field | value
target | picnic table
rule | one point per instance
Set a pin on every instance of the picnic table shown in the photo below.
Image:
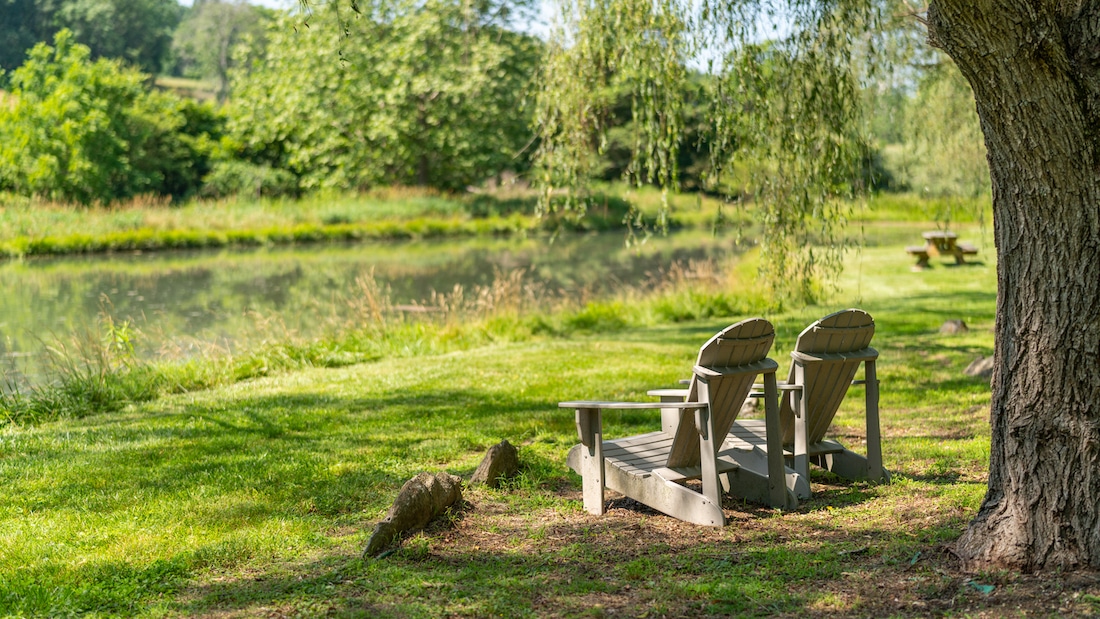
(942, 243)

Task statement:
Copy out the records above word for word, leaving out the pictures.

Answer:
field | value
target | picnic table
rule | one point per instance
Set a pin on every instance of the picnic table shown in the photo below.
Image:
(942, 243)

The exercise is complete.